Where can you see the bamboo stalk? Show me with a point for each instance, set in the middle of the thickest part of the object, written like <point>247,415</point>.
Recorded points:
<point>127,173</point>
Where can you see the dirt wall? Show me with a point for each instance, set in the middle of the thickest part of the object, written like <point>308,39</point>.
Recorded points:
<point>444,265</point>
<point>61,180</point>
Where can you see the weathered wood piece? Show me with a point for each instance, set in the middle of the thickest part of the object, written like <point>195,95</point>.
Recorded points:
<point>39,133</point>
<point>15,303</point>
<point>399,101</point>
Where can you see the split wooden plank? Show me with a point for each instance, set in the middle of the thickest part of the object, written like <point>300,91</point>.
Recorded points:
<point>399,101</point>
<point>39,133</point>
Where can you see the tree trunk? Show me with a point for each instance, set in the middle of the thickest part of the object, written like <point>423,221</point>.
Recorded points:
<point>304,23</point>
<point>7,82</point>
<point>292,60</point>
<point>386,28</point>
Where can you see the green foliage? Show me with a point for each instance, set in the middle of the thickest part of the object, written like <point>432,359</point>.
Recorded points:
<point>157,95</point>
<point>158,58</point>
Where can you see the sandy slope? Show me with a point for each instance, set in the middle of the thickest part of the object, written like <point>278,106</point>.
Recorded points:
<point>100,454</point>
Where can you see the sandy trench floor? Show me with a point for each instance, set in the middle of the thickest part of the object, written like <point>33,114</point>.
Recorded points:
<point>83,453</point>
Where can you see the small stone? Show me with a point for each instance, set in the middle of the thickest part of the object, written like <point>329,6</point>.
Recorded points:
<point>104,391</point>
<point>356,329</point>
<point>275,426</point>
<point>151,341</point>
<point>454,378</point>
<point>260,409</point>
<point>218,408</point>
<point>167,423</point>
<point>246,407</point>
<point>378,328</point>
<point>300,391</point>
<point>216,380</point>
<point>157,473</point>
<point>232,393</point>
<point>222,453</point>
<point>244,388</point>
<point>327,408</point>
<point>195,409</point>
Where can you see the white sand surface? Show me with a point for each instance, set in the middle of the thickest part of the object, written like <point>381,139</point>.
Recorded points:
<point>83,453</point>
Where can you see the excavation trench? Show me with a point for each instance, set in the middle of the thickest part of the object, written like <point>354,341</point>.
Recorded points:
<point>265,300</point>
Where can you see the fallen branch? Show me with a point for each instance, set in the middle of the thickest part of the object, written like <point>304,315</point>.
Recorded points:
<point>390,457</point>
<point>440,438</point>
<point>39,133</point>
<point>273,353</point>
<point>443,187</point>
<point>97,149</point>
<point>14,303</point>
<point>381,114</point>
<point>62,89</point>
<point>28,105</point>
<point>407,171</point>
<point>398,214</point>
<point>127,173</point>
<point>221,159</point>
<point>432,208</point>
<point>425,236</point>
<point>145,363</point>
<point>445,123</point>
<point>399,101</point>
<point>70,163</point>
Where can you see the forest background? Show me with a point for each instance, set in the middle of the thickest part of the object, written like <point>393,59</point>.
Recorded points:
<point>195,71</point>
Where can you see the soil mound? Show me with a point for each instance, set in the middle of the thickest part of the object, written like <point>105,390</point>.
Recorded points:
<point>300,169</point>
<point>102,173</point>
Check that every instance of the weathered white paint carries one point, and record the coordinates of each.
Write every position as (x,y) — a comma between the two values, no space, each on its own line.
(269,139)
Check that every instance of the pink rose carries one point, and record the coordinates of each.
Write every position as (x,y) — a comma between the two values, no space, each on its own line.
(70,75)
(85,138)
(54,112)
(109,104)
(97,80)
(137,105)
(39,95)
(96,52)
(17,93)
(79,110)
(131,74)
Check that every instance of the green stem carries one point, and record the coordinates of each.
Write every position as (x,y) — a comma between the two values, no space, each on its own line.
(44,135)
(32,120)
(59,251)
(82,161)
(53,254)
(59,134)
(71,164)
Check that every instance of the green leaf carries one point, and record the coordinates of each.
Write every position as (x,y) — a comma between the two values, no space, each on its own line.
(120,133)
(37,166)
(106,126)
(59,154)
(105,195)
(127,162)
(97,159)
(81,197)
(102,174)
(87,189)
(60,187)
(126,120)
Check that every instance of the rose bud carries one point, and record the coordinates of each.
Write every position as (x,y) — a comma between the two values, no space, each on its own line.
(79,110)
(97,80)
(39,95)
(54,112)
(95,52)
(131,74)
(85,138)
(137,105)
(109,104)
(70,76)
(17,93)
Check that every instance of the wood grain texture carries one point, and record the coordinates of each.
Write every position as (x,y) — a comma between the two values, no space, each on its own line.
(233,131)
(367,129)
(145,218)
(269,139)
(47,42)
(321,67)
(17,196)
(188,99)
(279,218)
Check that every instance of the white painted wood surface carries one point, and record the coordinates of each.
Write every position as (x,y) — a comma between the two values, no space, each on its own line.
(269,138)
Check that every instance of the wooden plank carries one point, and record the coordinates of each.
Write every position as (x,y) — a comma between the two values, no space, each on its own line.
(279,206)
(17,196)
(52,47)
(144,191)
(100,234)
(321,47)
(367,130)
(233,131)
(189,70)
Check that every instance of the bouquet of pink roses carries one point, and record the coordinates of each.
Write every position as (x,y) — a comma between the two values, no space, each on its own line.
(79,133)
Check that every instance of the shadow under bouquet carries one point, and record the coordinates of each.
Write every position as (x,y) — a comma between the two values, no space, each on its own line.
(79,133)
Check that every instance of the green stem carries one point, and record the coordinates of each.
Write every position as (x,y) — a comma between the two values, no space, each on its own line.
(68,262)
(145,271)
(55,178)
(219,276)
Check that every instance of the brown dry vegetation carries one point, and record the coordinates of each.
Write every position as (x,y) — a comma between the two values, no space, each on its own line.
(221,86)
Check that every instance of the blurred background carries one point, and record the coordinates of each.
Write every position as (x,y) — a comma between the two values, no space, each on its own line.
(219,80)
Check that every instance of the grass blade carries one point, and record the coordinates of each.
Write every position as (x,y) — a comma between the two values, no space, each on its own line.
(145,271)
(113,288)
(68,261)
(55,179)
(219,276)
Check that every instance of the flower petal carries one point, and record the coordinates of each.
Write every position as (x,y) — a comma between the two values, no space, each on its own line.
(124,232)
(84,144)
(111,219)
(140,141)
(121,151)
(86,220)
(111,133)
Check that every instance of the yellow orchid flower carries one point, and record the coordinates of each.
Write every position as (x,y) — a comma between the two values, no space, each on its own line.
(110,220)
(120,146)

************

= Exercise requirements =
Can you return every one of the lines above verbatim, without altering anything?

= Written response =
Where can you see the bamboo stalk? Show me with a point for each instance, set in the middle of the thickest part of the object, written like <point>247,415</point>.
Recorded points:
<point>127,173</point>
Where can you see the dirt wall? Show me with a point for each instance, set in the middle of the thickest part of the object, written like <point>308,39</point>.
Recorded points:
<point>444,265</point>
<point>61,180</point>
Where can you see the weathered wood piece? Show me with a point for each instance, set in the middle of the thickest part of the object, written like <point>195,95</point>.
Recorded points:
<point>39,133</point>
<point>15,303</point>
<point>399,101</point>
Where can you see the split wooden plank? Show me with a point for each instance, set in the middle of the thickest part of the object, written like <point>300,91</point>.
Recorded points:
<point>399,101</point>
<point>39,133</point>
Where can you see the tree trunk? Show me with a point for each instance, set in the middle of the thickest part of the object, written like <point>423,221</point>.
Recorded points:
<point>304,23</point>
<point>7,82</point>
<point>292,60</point>
<point>386,28</point>
Where can you see the green foliage? Show me with a point for each instance, set in the middle of the thickest part of the object, written like <point>432,359</point>.
Recorded points:
<point>157,95</point>
<point>158,58</point>
Where can you see the sandy slope? Show me with a point for each instance, set in the middle of the thickest part of the object, written like <point>278,106</point>.
Recorded points:
<point>100,454</point>
Where can you see the sandy trench floor? Show me with a point for each instance, set in the middle of the thickest part of the object, written like <point>33,114</point>.
Recorded points:
<point>83,453</point>
Where can you see the small stone? Show me with a point for each instance, set in the middle of the thickest part of the object, written like <point>329,6</point>.
Recorded points:
<point>104,391</point>
<point>356,329</point>
<point>275,426</point>
<point>151,341</point>
<point>454,378</point>
<point>260,409</point>
<point>218,408</point>
<point>167,423</point>
<point>246,407</point>
<point>378,328</point>
<point>300,391</point>
<point>216,380</point>
<point>157,473</point>
<point>232,393</point>
<point>222,453</point>
<point>244,388</point>
<point>327,408</point>
<point>195,409</point>
Where can you see the white sand surface? Show me with a point for each instance, set in the middle of the thickest part of the object, written like <point>381,139</point>.
Recorded points:
<point>83,453</point>
Where can you see the excavation trench? Show me with a point for each instance, set in the middle of the thickest part of the object, written like <point>354,341</point>.
Recorded points:
<point>265,300</point>
Where can you see the fallen branch? Show me with a point for each instance, set in the middle of the thickest part of the object, written like <point>304,315</point>.
Recorded points:
<point>390,457</point>
<point>440,438</point>
<point>39,133</point>
<point>273,353</point>
<point>443,187</point>
<point>97,149</point>
<point>14,303</point>
<point>381,114</point>
<point>62,89</point>
<point>28,105</point>
<point>407,171</point>
<point>398,214</point>
<point>127,173</point>
<point>221,159</point>
<point>432,208</point>
<point>425,236</point>
<point>145,363</point>
<point>445,123</point>
<point>399,101</point>
<point>70,163</point>
Where can you see the forest background? Show me with a point for each instance, set in the middle of the thickest part of the object, written like <point>393,59</point>.
Recorded points:
<point>195,71</point>
Where can you see the soil mound? Show me with a point for each instance, set in the middle of the thickest part of the object, written like <point>105,390</point>.
Recorded points:
<point>300,169</point>
<point>102,173</point>
Check that every instance of the weathered white paint carries one point, and record the coordinates of each.
Write every position as (x,y) — a comma between the two values, no space, each on its own line.
(269,139)
Check that every instance of the pink rose carries one point, and record the coordinates of each.
Write every position as (x,y) — a comma between the two values, no space, each on its own line.
(70,75)
(85,138)
(54,112)
(109,104)
(97,80)
(137,105)
(39,95)
(96,52)
(17,93)
(79,110)
(131,74)
Check that every instance of the green stem carries one point, and record the coordinates of each.
Write every position as (x,y) — a comma between the two values, no space, each on its own line.
(44,135)
(32,120)
(59,251)
(82,161)
(53,254)
(59,134)
(71,164)
Check that every instance of the green leaf carries one point, and record the coordinates of each.
Write every position as (x,y) — a comma between the two values, no space, each on its own line.
(120,133)
(37,166)
(106,126)
(59,154)
(105,195)
(127,162)
(97,159)
(81,197)
(102,174)
(87,189)
(60,187)
(126,120)
Check that every instance of the rose bud carries one point, and record the coordinates of each.
Write every position as (x,y) — a comma between the two values, no space, each on its own line.
(79,110)
(97,80)
(39,95)
(54,112)
(95,52)
(131,74)
(85,138)
(137,105)
(109,104)
(70,76)
(17,93)
Check that every instance of the wood grain texture carries one point, and record the coordinates of each.
Write every position as (x,y) — a comma between the two values, no space, each on its own line.
(233,131)
(367,129)
(145,218)
(269,139)
(47,42)
(321,67)
(17,196)
(188,99)
(279,218)
Check that every instance of the white painted wood surface carries one point, and record the coordinates of each.
Write every position as (x,y) — a comma between the two values, no space, each on its own line.
(269,138)
Check that every instance of the wooden plank carries one point, and record the coordinates of each.
Write every position as (x,y) — a comma between the two values, no space, each on its own line.
(279,206)
(17,196)
(52,47)
(144,191)
(100,234)
(321,47)
(367,130)
(233,131)
(189,70)
Check that every instance of the bouquet of pink roses carries one point, and record the coordinates of each.
Write every position as (x,y) — a comma between the two values, no space, each on its own line.
(79,133)
Check that every instance of the shadow under bouquet carries one point, and record the coordinates of each.
Write every position as (x,y) — a comma between the two values, no space, each on its own line.
(79,133)
Check that every instance of the green stem carries one point, and record the coordinates of each.
Write every position as (x,y) — a comma between the two values, no space, each on its own line.
(68,262)
(145,271)
(55,178)
(219,276)
Check that every instance of the brown dry vegetation carries one point, and record the coordinates of each.
Write every position as (x,y) — a comma between the two values, no space, each on its own line.
(221,86)
Check that every instance of the blurred background carries one point, and record the coordinates of each.
Write every position as (x,y) — a comma between the two values, no space, each on its own line.
(219,80)
Check that every instance of the grass blade carries one point, and record the coordinates of each.
Write every position as (x,y) — a comma between the two values, no space, each on its own line.
(145,271)
(113,288)
(68,261)
(55,179)
(219,276)
Check that every instance of the flower petal carries one point, and record the coordinates of each.
Write every position as (x,y) — a comma between the two values, no space, each on its own line.
(124,232)
(84,144)
(111,219)
(140,141)
(121,151)
(86,220)
(111,133)
Check that every instance of the yellow orchid flower carries one point, and record the coordinates of each.
Write every position as (x,y) — a comma between the two values, no space, each on its own line.
(110,220)
(120,146)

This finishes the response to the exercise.